■ **What is needed**
In the part of the entries that opens with the line containing "[locate] white ceiling" and runs through the last entry, switch "innermost point" to "central point". Give back only those lines, otherwise unchanged.

■ **Recorded data**
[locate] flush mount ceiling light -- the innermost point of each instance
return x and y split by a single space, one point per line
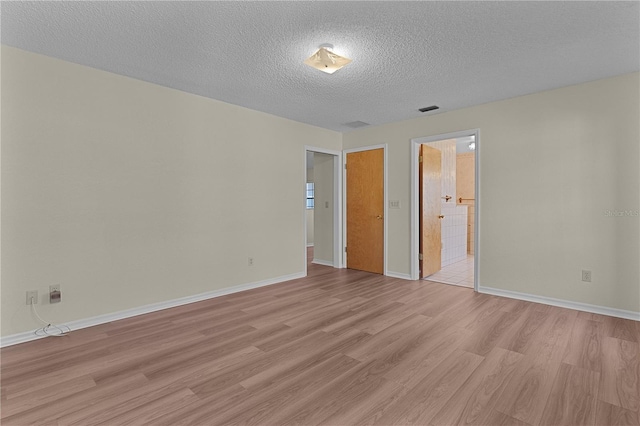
326 61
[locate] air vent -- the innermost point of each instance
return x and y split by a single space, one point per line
356 124
431 108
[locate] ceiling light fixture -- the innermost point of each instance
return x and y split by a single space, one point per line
326 61
431 108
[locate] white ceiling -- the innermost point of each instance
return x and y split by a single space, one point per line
406 55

■ **Response**
[locate] white ceiling -- the central point of each instance
return x and y split by a single space, one point per line
406 55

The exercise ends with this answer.